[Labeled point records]
BEGIN

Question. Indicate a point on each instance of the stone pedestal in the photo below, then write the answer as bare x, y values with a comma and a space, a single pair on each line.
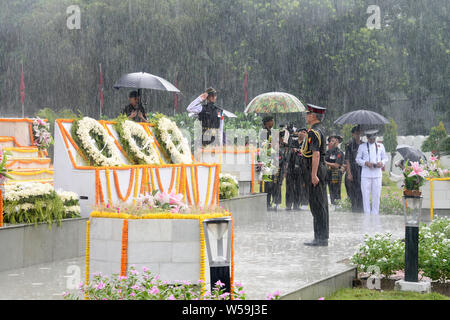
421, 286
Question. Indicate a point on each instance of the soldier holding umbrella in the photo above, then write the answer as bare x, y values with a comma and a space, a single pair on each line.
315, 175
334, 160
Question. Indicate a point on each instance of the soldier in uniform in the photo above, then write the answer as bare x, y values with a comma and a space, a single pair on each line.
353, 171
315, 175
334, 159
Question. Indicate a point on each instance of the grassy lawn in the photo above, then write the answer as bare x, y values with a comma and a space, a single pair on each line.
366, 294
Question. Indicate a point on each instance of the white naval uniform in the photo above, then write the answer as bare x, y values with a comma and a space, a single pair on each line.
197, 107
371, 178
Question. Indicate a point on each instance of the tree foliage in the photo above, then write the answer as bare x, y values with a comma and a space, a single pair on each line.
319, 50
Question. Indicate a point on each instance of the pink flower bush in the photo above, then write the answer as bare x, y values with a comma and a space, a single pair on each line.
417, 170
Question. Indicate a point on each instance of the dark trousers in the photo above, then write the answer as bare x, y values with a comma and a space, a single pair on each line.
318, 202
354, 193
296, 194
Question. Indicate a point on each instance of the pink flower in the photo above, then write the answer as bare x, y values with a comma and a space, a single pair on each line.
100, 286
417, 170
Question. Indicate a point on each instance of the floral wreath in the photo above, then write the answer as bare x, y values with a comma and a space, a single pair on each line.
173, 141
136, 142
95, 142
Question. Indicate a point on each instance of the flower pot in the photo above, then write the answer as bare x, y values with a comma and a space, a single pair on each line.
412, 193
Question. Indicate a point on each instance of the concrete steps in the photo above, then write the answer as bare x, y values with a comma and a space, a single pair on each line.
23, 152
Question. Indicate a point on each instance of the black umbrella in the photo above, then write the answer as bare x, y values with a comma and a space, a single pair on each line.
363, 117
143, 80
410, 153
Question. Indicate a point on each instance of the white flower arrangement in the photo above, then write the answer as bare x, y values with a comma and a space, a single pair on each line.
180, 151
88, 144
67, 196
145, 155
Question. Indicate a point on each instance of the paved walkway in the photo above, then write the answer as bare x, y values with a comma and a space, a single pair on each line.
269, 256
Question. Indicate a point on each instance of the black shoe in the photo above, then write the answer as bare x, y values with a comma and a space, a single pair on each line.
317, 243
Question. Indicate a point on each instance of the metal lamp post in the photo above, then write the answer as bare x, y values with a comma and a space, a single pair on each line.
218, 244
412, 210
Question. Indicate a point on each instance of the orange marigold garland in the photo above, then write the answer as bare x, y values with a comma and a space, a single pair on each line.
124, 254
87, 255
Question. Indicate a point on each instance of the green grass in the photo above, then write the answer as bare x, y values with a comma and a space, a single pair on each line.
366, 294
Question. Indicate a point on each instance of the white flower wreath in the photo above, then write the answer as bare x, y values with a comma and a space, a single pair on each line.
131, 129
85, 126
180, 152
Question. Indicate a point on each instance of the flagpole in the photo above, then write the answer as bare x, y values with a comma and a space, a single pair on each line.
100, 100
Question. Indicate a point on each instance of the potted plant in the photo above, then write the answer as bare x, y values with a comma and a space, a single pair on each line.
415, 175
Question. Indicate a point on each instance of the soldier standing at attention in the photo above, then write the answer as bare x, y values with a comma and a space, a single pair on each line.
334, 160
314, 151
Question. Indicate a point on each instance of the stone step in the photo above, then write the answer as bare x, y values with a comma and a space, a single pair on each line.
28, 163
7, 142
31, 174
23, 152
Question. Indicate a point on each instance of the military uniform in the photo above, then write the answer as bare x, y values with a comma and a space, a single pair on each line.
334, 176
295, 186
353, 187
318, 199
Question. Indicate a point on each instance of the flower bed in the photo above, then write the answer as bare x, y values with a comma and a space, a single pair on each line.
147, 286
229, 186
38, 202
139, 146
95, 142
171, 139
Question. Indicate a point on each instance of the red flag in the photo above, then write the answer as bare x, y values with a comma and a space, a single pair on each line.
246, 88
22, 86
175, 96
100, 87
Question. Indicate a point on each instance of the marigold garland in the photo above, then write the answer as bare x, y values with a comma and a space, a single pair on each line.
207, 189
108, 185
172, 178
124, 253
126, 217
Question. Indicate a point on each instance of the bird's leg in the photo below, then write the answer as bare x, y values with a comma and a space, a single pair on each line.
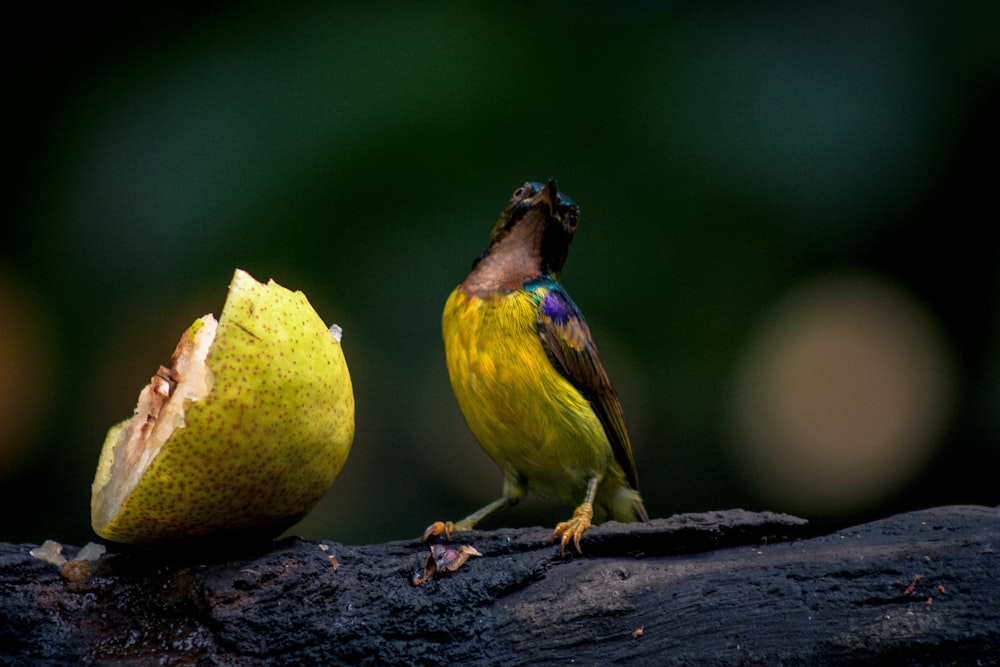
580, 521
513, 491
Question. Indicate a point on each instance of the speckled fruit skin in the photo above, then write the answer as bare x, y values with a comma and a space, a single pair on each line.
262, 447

END

* **Aim**
Quote the stretch of the listing from the line containing "Question. Indicate a point on each instance of the bird's" through the end of the listing, leaving out any picture.

* **Written reply**
Question. Indicate a point on each instance of the bird's leg in the photo below, then write the answer as bare x, y values with a comma and a space, a single pair on each line.
580, 521
513, 491
Question. Indicate a point on each instance of the speckled fruit skin in the photo above, then write the answer as bare x, y values with a comma and a space, a single pair on each line.
262, 447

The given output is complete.